Problems and tasks:
**a.** In the mosquito and tick guide, why does the Michigan Department of Health and Human Services urge residents to protect themselves from bites? Answer in one to three sentences.
**b.** Write what comes next in the mosquito and tick guide, picking up right after its last reminder line.

Page extract:
┌────────

Fight the Bite - Your Guide to Mosquitoes and Ticks

May 31, 2016

Posted by Lisa Lomasney

Pure Michigan summer weather may come with a lot of time spent outdoors at the beach during the day and around the campfire at night.  Regardless of where your family spends its time in the fresh air, it is important to take precautions against mosquito and tick bites to keep your family safe and healthy.

The Michigan Department of Health and Human Services (MDHHS) urges all residents, especially those with children and those that are active outdoors, to protect themselves.  Mosquitoes in Michigan can carry illnesses such as West Nile virus and ticks can carry Lyme disease.  Mosquito and tick-borne diseases can cause mild symptoms or severe infections. 


Mosquito Reminders:

  • Avoid mosquito bites by using insect repellent when outdoors, especially from dusk to dawn.
  • Look for mosquito repellent that contains active ingredients such as DEET, Picaridin, or oil of lemon eucalyptus.
  • Reapply repellent as needed, following label directions, especially if your outdoor fun continues for longer than an hour.
  • Use nets or fans around eating areas.

└────────

Records:

┌────────

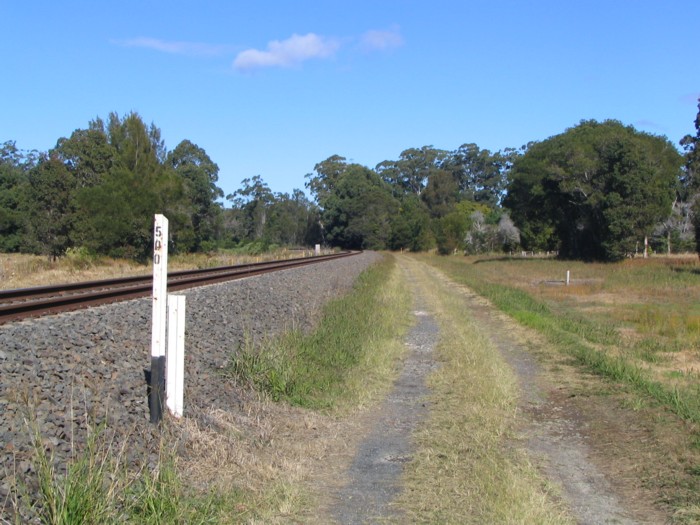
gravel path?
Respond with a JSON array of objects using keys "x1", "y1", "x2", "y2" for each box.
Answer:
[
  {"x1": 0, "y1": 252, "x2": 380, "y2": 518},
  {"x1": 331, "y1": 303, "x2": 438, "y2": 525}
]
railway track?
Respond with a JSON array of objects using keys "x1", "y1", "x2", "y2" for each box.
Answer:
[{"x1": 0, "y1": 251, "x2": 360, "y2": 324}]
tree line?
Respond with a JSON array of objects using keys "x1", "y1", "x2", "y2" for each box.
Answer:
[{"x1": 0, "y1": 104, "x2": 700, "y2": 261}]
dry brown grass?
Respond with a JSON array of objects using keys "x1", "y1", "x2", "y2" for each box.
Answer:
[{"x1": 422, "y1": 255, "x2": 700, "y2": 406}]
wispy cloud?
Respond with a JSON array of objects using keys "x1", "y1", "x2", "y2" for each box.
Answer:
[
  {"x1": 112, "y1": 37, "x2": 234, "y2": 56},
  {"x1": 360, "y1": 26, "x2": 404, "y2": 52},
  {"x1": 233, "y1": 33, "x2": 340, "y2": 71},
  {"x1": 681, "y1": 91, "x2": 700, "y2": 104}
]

└────────

Results:
**a.** Mosquitoes in Michigan can carry illnesses such as West Nile virus, and ticks can carry Lyme disease. These diseases can cause anything from mild symptoms to severe infections.

**b.**
  • Check your window and door screens for holes
  • Eliminate containers of standing water in your yard


Tick Reminders:

  • Ticks are typically found in wooded areas or areas with tall grass
  • The most commonly encountered ticks in Michigan include the American dog tick which can carry Rocky Mountain fever (rare) and the blacklegged tick which can carry Lyme disease
  • See a doctor if you or your child experience symptoms such as fever, body aches, or rash in the days after receiving a tick bite - early recognition can decrease the chance of serious complications
  • Avoid tick-infested areas, especially May - July, and walk in the center of trails
  • Use insect repellent, including spraying on clothing
  • Do not use permethrin (used on camping gear) on your skin or the skin of your children.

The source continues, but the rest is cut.